Pull out every line of the entries below that contains the string "points", matching case exactly.

• Records for the exercise:
+ + + + +
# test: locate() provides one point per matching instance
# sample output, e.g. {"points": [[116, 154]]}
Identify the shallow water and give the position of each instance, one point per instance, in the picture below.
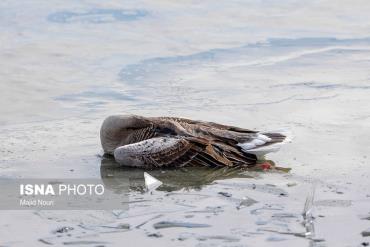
{"points": [[255, 64]]}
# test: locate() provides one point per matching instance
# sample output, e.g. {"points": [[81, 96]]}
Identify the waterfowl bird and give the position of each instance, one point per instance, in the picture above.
{"points": [[152, 142]]}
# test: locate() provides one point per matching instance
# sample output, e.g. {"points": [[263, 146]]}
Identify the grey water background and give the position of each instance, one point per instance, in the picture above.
{"points": [[292, 65]]}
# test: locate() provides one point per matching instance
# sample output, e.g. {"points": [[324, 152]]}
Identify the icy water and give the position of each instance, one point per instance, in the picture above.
{"points": [[265, 65]]}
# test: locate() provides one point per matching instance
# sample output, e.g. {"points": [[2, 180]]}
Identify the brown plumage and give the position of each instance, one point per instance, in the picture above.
{"points": [[151, 142]]}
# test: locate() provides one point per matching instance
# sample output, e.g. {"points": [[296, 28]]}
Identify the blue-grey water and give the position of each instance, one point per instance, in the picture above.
{"points": [[270, 65]]}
+ + + + +
• Task response:
# sample output, e.g. {"points": [[116, 154]]}
{"points": [[255, 64]]}
# sample output, e.g. {"points": [[81, 96]]}
{"points": [[152, 142]]}
# sample output, e.g. {"points": [[263, 146]]}
{"points": [[292, 65]]}
# sample output, e.g. {"points": [[324, 152]]}
{"points": [[265, 65]]}
# sample output, e.g. {"points": [[2, 180]]}
{"points": [[151, 142]]}
# sample output, e.g. {"points": [[296, 28]]}
{"points": [[270, 65]]}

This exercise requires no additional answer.